◆ **Kutipan Dokumen**
+++

Terdapat 10 subjek yang diatur dalam UU Cipta Kerja, di antaranya meliputi kebijakan investasi, ketenagakerjaan, pengadaan tanah, kawasan ekonomi, dan percepatan proyek strategis nasional. Saat ini perhatian publik lebih banyak terfokus pada dampak UU terhadap nasib tenaga kerja di Indonesia. Dilihat dari kacamata perencana, UU ini juga akan berdampak kepada muatan perencanaan tata ruang, dimana tata ruang menentukan banyak ritme kehidupan masyarakat. Oleh karena itu, penting/menarik untuk melihat bagaimana UU ini mempengaruhi praktik perencanaan wilayah dan kota di Indonesia mengingat perencana juga bertanggung jawab terhadap perubahan-perubahan alokasi sumberdaya yang merupakan hak masyarakat.

+++

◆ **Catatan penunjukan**
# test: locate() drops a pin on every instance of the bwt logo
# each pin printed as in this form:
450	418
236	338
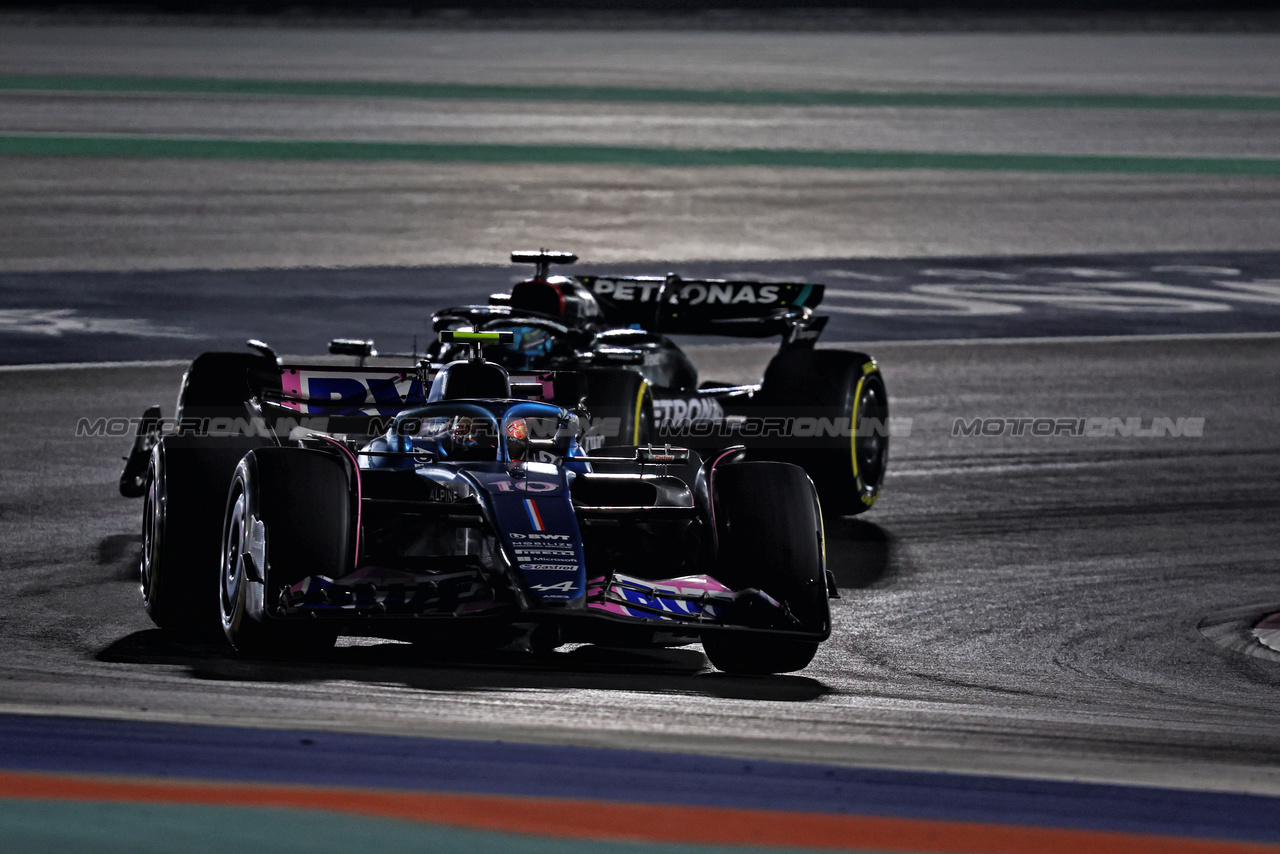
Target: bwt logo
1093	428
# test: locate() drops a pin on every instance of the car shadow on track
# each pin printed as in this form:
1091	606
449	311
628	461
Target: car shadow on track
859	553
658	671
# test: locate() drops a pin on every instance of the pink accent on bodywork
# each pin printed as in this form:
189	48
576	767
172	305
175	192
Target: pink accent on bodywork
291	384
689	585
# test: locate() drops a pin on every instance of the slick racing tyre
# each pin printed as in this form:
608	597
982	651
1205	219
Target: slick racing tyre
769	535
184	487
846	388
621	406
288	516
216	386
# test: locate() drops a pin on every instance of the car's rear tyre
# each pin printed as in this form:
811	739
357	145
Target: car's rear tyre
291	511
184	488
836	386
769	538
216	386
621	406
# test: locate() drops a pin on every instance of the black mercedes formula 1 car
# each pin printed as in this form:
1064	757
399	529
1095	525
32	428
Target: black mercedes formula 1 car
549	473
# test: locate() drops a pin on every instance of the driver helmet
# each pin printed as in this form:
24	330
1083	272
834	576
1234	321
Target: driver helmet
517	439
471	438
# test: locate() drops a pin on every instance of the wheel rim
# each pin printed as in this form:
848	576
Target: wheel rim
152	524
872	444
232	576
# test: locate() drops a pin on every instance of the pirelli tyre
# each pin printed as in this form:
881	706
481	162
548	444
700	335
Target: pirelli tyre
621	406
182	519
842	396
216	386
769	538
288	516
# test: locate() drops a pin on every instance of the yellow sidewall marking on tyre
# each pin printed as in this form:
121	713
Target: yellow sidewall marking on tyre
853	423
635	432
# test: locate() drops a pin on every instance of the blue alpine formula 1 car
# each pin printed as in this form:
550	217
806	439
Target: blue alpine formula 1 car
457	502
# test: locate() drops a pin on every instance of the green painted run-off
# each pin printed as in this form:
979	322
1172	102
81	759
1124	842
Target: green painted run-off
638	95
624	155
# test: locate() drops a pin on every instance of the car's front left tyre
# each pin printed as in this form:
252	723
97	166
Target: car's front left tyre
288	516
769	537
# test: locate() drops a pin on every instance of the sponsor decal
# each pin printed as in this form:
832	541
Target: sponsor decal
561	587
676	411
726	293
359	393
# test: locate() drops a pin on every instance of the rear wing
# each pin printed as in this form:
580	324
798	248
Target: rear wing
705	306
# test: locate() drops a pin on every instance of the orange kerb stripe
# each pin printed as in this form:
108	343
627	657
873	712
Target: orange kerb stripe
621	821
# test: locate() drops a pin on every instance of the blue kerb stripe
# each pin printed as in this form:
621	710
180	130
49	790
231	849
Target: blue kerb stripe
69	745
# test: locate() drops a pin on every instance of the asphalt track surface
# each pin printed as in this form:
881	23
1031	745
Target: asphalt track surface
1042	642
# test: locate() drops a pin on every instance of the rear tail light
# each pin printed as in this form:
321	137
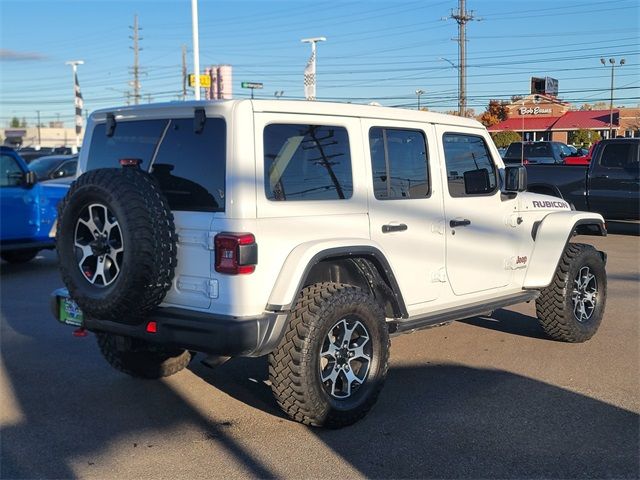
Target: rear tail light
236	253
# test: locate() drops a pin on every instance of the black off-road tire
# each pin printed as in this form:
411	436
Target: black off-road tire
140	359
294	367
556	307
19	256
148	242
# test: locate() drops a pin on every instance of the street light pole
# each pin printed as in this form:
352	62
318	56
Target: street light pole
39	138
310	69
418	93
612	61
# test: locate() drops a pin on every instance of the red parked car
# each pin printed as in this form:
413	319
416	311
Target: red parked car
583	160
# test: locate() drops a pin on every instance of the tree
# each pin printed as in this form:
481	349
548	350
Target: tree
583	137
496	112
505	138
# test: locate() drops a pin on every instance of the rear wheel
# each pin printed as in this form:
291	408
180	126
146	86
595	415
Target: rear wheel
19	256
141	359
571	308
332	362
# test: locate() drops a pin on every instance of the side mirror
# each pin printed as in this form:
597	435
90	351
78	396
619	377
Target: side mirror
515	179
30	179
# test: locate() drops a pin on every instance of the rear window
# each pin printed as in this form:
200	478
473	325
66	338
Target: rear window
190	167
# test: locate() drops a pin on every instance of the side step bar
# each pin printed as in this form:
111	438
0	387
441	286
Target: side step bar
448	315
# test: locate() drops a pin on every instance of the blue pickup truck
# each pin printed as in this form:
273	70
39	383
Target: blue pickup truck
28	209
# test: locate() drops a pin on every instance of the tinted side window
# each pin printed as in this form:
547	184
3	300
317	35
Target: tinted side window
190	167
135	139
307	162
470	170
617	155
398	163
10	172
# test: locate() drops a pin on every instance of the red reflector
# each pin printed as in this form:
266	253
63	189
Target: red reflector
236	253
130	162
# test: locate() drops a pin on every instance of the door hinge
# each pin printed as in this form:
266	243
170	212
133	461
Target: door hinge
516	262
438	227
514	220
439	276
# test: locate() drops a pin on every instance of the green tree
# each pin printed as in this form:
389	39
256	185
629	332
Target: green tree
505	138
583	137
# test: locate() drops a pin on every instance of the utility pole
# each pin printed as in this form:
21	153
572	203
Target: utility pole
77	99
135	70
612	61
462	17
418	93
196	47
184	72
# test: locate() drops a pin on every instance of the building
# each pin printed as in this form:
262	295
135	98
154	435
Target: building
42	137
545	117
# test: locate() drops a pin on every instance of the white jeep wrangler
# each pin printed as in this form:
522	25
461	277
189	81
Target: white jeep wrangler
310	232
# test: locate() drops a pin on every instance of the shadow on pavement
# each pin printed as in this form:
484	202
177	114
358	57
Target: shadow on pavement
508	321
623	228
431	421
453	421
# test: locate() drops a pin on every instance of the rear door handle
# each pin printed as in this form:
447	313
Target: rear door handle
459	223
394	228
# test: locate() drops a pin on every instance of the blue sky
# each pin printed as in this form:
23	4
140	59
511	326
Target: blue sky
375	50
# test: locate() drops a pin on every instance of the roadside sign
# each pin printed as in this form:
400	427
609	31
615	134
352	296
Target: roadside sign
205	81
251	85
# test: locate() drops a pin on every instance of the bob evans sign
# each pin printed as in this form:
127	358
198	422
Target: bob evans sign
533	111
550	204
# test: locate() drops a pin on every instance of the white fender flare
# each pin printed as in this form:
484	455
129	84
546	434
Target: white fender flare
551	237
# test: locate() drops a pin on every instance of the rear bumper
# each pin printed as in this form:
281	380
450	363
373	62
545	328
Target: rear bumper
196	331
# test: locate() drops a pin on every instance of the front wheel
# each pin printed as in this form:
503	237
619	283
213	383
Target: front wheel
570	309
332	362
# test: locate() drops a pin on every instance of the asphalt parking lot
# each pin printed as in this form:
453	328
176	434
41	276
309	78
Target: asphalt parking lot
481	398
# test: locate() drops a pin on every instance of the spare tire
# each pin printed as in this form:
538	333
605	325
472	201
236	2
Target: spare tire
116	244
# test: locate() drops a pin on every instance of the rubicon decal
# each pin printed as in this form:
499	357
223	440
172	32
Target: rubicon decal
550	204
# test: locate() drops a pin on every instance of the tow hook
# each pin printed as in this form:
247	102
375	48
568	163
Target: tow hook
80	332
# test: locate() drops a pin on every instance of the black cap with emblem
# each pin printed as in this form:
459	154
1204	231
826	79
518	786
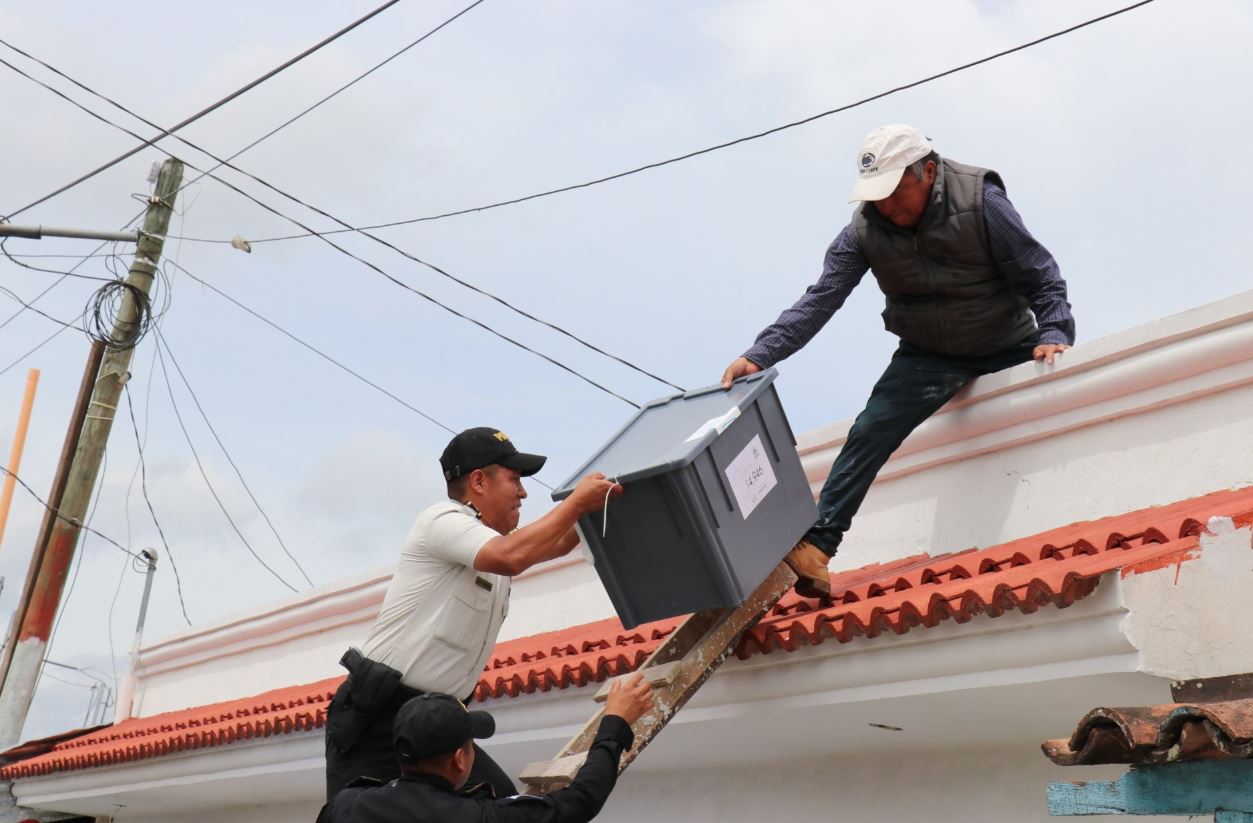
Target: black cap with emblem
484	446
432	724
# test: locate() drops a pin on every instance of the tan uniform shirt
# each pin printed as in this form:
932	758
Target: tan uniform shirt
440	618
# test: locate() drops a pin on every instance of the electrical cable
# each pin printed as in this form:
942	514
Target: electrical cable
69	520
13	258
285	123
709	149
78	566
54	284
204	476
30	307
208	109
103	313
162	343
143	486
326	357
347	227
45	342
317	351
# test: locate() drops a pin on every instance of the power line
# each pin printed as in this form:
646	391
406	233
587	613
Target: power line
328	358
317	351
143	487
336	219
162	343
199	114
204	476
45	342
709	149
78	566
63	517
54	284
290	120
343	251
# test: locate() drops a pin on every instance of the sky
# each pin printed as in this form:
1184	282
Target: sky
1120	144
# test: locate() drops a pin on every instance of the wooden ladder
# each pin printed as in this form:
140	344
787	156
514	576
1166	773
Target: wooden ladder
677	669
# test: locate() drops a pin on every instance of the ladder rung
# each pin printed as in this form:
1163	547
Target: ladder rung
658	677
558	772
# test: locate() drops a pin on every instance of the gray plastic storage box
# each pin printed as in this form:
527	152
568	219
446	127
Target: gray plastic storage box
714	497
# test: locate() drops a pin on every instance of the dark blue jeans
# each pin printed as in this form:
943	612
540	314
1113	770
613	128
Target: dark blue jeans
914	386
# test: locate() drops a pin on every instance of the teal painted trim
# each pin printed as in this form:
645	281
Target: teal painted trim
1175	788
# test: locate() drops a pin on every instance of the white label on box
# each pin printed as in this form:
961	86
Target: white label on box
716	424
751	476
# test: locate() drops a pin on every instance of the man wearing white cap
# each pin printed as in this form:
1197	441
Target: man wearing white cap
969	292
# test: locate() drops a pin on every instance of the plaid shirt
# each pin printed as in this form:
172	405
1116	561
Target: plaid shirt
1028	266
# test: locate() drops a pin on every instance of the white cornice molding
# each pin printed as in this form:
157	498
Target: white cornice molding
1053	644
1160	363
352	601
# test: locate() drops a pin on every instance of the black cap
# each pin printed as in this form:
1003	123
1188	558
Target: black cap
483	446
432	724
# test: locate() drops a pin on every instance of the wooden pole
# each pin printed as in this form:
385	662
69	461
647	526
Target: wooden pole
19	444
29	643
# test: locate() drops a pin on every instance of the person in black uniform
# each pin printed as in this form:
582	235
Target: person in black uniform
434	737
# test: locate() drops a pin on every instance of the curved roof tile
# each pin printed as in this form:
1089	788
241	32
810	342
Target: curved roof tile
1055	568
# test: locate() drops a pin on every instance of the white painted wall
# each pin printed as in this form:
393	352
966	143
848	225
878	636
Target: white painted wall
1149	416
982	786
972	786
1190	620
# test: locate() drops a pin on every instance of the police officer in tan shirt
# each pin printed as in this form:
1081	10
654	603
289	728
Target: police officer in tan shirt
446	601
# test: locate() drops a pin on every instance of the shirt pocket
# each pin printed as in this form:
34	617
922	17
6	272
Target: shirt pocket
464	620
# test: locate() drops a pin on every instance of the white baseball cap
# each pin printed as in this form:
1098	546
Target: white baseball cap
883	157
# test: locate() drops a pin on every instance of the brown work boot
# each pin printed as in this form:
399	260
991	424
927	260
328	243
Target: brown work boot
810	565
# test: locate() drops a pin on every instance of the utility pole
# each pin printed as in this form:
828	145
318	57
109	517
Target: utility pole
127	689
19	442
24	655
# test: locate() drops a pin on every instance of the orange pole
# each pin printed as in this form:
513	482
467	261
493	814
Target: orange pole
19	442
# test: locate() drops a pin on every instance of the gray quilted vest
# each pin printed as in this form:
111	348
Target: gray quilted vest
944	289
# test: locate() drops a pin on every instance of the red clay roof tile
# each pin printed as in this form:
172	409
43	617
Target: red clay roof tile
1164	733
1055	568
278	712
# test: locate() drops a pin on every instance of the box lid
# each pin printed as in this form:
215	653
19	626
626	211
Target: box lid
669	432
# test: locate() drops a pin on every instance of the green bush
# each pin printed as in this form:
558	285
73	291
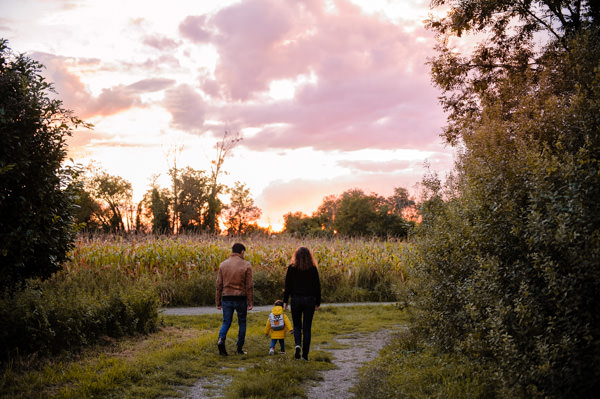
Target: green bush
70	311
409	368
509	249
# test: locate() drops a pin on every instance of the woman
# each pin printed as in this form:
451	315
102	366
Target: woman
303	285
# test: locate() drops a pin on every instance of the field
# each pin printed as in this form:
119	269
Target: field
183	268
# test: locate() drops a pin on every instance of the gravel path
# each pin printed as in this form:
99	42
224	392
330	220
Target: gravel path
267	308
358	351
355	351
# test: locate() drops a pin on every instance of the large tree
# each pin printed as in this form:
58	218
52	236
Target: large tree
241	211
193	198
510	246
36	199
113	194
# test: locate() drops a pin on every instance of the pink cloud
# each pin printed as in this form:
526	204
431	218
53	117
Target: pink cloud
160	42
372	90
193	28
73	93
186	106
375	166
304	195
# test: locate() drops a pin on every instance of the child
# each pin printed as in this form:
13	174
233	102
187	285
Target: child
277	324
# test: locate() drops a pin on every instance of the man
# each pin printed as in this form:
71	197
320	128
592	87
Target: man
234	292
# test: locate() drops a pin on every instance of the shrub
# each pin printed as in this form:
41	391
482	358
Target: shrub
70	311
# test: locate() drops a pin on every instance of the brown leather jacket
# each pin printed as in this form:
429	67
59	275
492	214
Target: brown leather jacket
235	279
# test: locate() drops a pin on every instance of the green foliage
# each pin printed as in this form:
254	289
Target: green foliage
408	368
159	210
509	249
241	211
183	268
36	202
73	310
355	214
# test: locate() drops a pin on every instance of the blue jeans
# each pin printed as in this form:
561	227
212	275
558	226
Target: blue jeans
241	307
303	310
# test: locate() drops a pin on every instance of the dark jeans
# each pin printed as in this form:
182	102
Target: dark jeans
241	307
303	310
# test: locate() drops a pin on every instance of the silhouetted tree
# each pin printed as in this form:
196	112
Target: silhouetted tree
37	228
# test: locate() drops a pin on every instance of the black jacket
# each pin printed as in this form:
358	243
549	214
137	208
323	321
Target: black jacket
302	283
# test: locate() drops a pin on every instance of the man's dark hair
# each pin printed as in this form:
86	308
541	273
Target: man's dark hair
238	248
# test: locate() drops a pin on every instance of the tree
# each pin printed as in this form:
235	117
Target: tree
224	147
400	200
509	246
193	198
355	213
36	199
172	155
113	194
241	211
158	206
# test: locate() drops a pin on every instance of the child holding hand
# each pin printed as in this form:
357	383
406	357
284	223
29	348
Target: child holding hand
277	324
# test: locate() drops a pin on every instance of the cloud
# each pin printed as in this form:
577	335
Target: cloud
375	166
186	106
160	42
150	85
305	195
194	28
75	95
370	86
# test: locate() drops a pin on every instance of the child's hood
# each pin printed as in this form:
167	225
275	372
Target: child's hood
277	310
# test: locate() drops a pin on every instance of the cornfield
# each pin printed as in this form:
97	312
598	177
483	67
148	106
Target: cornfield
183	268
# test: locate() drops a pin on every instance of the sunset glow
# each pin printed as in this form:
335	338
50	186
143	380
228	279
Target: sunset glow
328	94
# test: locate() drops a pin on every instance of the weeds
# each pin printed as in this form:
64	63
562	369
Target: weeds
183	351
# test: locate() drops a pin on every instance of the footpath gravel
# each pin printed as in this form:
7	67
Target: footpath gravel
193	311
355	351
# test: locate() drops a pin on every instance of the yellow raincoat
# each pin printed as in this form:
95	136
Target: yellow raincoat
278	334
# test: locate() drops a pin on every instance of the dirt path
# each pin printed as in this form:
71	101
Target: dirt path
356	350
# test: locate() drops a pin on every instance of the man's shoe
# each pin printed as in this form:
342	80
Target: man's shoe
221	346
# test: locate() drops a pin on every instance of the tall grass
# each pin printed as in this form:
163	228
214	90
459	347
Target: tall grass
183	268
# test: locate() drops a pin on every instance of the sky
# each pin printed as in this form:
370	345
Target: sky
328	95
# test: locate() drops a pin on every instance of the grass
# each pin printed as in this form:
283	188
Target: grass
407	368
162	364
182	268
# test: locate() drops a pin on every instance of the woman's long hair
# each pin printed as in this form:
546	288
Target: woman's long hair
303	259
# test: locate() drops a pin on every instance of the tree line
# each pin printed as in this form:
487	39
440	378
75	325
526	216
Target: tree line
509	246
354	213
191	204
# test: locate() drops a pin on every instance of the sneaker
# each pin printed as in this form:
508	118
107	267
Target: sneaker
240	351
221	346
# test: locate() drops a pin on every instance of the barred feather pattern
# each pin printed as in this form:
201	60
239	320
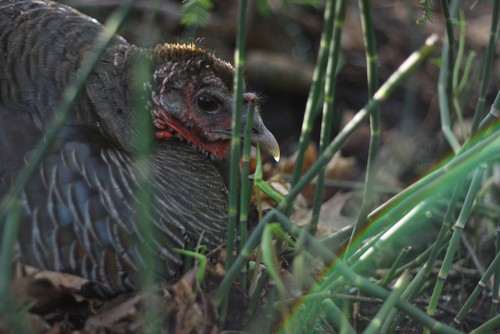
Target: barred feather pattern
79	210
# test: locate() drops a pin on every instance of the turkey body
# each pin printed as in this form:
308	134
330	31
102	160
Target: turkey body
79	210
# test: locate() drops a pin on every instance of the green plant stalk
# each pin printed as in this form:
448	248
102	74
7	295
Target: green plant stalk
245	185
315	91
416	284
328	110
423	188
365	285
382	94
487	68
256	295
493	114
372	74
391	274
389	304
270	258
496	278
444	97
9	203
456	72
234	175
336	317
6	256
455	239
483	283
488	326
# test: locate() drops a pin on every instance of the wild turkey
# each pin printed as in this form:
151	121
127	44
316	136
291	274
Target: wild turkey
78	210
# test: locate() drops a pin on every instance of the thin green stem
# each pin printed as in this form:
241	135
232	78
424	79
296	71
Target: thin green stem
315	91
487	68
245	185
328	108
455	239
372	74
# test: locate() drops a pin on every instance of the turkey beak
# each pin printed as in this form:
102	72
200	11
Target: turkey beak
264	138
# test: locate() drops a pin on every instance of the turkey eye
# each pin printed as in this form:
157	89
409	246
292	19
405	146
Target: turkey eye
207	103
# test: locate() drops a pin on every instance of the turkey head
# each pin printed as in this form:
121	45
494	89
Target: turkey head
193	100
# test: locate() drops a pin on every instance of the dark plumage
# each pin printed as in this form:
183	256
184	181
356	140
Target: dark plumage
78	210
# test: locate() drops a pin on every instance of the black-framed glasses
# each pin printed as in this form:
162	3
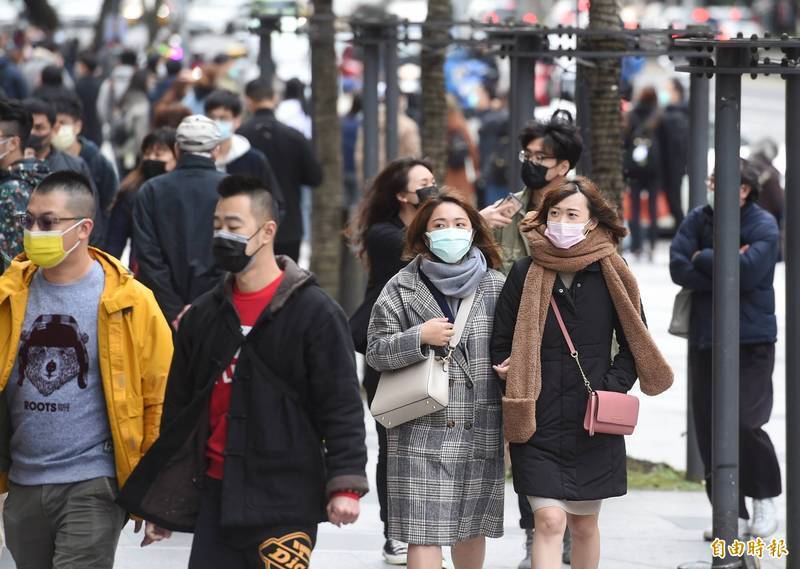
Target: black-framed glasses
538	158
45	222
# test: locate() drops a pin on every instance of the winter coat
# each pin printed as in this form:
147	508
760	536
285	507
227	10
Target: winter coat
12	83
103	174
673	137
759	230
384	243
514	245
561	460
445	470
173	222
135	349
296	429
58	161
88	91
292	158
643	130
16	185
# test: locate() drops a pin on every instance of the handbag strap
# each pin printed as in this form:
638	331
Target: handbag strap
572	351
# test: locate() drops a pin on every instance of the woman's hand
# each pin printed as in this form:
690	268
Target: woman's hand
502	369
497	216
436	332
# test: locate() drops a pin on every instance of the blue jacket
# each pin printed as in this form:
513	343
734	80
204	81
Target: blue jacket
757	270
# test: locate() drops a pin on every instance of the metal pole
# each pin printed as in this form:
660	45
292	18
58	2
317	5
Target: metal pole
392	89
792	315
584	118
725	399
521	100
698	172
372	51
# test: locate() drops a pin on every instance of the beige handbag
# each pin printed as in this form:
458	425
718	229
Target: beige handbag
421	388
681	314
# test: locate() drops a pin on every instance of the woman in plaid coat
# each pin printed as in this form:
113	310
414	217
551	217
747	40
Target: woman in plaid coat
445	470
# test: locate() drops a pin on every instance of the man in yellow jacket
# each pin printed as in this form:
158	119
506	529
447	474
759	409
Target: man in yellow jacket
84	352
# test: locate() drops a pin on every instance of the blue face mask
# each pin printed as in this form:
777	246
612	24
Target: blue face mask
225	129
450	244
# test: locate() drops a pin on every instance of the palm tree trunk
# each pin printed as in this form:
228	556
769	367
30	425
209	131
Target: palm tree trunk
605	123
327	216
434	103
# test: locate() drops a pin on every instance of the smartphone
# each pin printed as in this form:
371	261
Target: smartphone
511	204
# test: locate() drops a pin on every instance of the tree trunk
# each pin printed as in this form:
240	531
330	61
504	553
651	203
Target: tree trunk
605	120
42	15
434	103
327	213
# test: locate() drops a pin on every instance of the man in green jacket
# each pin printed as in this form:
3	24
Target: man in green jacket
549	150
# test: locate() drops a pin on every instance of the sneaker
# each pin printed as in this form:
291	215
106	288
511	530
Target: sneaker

+++

◆ **Yang Ditanyakan**
1/ Tolong ketik ulang persis bagian kutipan tentang UU Cipta Kerja yang diawali kata-kata berisi "Terdapat 10 subjek" dan diakhiri dengan "merupakan hak masyarakat.".
2/ Menurut kutipan tentang UU Cipta Kerja, ke mana perhatian publik saat ini lebih banyak terfokus?
3/ Sebutkan semua subjek UU Cipta Kerja yang disebut satu per satu dalam kutipan tentang UU Cipta Kerja.

◆ **Jawaban yang Diharapkan**
1/
Terdapat 10 subjek yang diatur dalam UU Cipta Kerja, di antaranya meliputi kebijakan investasi, ketenagakerjaan, pengadaan tanah, kawasan ekonomi, dan percepatan proyek strategis nasional. Saat ini perhatian publik lebih banyak terfokus pada dampak UU terhadap nasib tenaga kerja di Indonesia. Dilihat dari kacamata perencana, UU ini juga akan berdampak kepada muatan perencanaan tata ruang, dimana tata ruang menentukan banyak ritme kehidupan masyarakat. Oleh karena itu, penting/menarik untuk melihat bagaimana UU ini mempengaruhi praktik perencanaan wilayah dan kota di Indonesia mengingat perencana juga bertanggung jawab terhadap perubahan-perubahan alokasi sumberdaya yang merupakan hak masyarakat.

2/ Perhatian publik lebih banyak terfokus pada dampak UU terhadap nasib tenaga kerja di Indonesia.

3/
- kebijakan investasi
- ketenagakerjaan
- pengadaan tanah
- kawasan ekonomi
- percepatan proyek strategis nasional